**ASSIGNMENT**
Only the lines from the one containing "Target: tire" through the end of the data belong in the answer; reproduce them exactly.

Saved entries:
=-=-=-=-=

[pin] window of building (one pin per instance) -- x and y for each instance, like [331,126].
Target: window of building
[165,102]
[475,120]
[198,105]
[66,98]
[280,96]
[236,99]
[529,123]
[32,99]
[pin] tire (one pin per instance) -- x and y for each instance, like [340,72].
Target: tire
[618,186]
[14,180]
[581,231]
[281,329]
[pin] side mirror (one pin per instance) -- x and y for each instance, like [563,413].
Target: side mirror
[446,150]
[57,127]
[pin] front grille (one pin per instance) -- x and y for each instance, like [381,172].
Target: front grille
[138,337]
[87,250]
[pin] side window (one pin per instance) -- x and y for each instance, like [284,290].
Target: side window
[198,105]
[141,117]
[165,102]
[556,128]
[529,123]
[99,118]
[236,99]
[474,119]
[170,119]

=-=-=-=-=

**SOLVED EXERCISE**
Target: tire
[618,186]
[14,180]
[581,231]
[281,329]
[pin] side mirror (one pin per instance) -- x and y for each instance, like [563,413].
Target: side mirror
[446,150]
[57,127]
[pin] front grille (one pin per instance) -- x and y for each instance, like [381,172].
Target: front grille
[138,337]
[87,250]
[pin] side window (one pin per instance) -- x and y for each instance, like [284,290].
Target: side window
[198,105]
[141,117]
[165,102]
[556,128]
[529,123]
[99,118]
[236,99]
[474,119]
[170,119]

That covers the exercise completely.